# Written task 1:
Extract every line of the entries below that contains the string "vegetation", matching case exactly so that uppercase and lowercase letters count as different.

Jump to content

Revelation i had last night...Good inspiration for all!


Recommended Posts

If anyone has ever read any of my posts, just like everyone else, I'm looking for advice with relationship. My first relationship that brought me here was a 2 year long relationship that ended when I left home for college. I was absolutely devastated. Mind you that I am a teenager and most people on this site have more life experience than I do.

 

When (let's call her girl A), broke up with me, I was completely devastated. I begged, pleaded, cried, etc...anything to get her back and it just wouldn't work. I even showed up at her work to see her...she made plans with me and got cold feet right before. :splat: This heartache I had probably lasted a good 4 months...

 

I look back on this time and I realize that I wasted 4 months of my life. At the same, I can't say that I totally regret it. This relationship ending opened up a lot of new doors for me. I met a ton of great people at my college. I got involved in activities and even got into really good shape. I took care of myself. I got me back.

 

After I got myself back, I started to attract new girls at college. Girls of all different sorts while Girl A was slowly being erased from my thoughts.

 

I had a relationship at school in the spring with Girl B which I still cherish even though that it's over.

# Provided information:

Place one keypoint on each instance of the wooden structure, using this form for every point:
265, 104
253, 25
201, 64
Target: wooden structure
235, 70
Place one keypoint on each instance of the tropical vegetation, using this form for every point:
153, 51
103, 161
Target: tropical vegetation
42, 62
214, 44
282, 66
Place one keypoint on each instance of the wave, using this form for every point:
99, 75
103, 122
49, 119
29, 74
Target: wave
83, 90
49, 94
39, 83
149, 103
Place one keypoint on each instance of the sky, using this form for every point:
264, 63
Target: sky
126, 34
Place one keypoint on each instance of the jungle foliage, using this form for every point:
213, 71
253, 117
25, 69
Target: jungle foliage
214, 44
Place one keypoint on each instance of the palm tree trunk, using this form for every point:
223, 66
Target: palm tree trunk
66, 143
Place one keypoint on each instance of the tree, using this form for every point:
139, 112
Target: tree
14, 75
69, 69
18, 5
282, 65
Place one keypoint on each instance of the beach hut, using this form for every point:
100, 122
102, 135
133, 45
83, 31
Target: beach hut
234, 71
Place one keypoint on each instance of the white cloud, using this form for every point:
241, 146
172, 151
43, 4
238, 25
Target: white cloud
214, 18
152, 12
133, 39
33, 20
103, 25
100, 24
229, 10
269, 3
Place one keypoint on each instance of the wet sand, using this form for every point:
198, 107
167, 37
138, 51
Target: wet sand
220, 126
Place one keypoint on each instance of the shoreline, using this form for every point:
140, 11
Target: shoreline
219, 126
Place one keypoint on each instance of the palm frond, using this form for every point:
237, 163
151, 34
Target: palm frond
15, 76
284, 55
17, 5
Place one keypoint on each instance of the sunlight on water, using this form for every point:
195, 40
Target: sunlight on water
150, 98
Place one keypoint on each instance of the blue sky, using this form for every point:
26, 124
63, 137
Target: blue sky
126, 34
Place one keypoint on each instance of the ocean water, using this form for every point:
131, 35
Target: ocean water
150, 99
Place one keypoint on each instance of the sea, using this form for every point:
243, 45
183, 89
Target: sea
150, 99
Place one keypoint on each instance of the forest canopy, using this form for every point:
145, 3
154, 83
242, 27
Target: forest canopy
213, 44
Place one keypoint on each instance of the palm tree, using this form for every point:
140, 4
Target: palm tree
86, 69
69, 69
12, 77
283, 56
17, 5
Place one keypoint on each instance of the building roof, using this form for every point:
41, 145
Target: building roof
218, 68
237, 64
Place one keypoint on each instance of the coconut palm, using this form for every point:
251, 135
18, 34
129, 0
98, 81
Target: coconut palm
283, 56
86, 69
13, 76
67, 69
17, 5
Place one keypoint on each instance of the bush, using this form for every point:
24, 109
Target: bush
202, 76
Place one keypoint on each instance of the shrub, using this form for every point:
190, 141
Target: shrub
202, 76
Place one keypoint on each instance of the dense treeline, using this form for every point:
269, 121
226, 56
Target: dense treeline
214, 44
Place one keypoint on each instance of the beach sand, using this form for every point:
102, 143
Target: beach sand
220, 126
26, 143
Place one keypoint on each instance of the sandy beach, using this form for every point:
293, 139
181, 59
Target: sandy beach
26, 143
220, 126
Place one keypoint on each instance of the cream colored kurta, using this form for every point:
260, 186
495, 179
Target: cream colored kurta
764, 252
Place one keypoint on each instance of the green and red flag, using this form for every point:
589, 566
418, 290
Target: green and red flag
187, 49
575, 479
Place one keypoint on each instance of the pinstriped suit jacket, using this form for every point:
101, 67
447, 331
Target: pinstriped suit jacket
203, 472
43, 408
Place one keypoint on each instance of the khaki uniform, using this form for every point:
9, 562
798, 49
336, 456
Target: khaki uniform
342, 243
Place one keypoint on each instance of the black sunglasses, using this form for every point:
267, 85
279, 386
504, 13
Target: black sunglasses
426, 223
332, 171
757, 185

# Written task 2:
In the forum post above, rewrite the paragraph beginning "I look back on this time" as a short bulleted list that keeps its main facts.

# Task result 1:
Place one keypoint on each instance of the tropical vegetation, using this form for every point:
Target: tropical vegetation

# Task result 2:
- Looking back, the writer feels those 4 months were wasted but can't say they totally regret them.
- The end of the relationship opened up a lot of new doors.
- The writer met a ton of great people at college.
- They got involved in activities and into really good shape.
- They took care of themselves and got themselves back.